What you should do
Output each entry verbatim and exclude every picture from it.

Source data:

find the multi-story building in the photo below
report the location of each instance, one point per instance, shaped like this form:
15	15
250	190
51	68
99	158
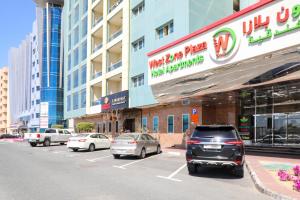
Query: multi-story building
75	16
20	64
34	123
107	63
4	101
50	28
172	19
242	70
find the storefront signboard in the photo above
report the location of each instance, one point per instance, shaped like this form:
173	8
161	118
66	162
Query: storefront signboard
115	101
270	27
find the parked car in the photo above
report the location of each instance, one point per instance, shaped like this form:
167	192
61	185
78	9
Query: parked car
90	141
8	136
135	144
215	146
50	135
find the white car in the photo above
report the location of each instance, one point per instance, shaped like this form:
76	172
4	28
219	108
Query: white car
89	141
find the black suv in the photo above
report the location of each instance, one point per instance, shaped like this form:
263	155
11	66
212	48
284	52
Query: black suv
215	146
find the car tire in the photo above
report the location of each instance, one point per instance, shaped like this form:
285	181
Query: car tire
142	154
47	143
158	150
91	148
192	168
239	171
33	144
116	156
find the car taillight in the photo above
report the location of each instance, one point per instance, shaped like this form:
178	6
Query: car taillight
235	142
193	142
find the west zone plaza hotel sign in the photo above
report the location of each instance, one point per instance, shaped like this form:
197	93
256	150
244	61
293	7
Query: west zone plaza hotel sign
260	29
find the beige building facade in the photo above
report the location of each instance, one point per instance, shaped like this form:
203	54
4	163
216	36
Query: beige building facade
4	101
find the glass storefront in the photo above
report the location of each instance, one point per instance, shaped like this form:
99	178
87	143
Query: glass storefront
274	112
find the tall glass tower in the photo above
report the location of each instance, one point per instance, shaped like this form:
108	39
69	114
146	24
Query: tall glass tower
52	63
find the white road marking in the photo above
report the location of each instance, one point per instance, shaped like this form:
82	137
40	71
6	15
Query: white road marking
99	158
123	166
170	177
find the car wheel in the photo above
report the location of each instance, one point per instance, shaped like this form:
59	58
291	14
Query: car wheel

Task solution
find the multi-story building in the photo below
report the location of each instance, one point per instance, shaped like this form:
15	15
250	190
51	68
99	158
Query: multi-story building
75	16
20	64
34	123
107	63
4	101
50	28
172	19
242	70
find the storefront signboard in the photo above
report the location of each instance, one point per instance, shaped like this form:
173	8
161	118
66	162
Query: storefront signboard
115	101
270	27
find the parked car in the photo above
report the location of each instance, one point per instance, shaped like this form:
167	192
61	185
78	9
Query: parked car
90	141
8	136
135	144
215	146
50	135
find the white car in the photo above
report the location of each instance, one point per instance, shaped like this form:
76	172
4	28
219	108
Query: white car
89	141
find the black suv in the photo above
report the location of each instance, one point per instance, shaped like this form:
263	155
11	66
212	48
284	52
Query: black suv
215	146
find the car tire in the photo above
report the location of each instance, one point per instance, shaped like this form:
285	181
Query: car tire
142	154
47	143
158	150
91	148
192	168
239	171
33	144
116	156
find the car taillight in the photo above
report the location of each instance, one point per instance, shaped like this form:
178	6
Query: car taillight
235	142
193	142
find the west zone plaza hotel sign in the photo above
report the location of each instance, one point per instance, shaped like this form:
197	93
256	150
244	61
293	7
Query: west zone plaza hotel sign
260	29
find the beige building facade in the photo above
report the location of each instance, one point per instance, shaped like this form:
203	54
4	163
216	36
Query: beige building facade
4	101
find the glass storefront in the photo above
report the location of each instance, one point per instance, shaped like this form:
99	178
87	143
Query: glass storefront
274	112
find the tall glass tower in the photo above
report the location of each instance, one point per instance, shaped like this form:
108	39
69	114
146	24
Query: tall glass tower
52	63
find the white road marking in the photo above
report the location of each instance, one point per instance, shaped like this form:
82	137
40	71
6	15
Query: white road marking
99	158
123	166
170	177
find the car wheel in the photo above
report the location of each instance, one point per instance, shaped like this form:
59	58
291	14
Query: car wheel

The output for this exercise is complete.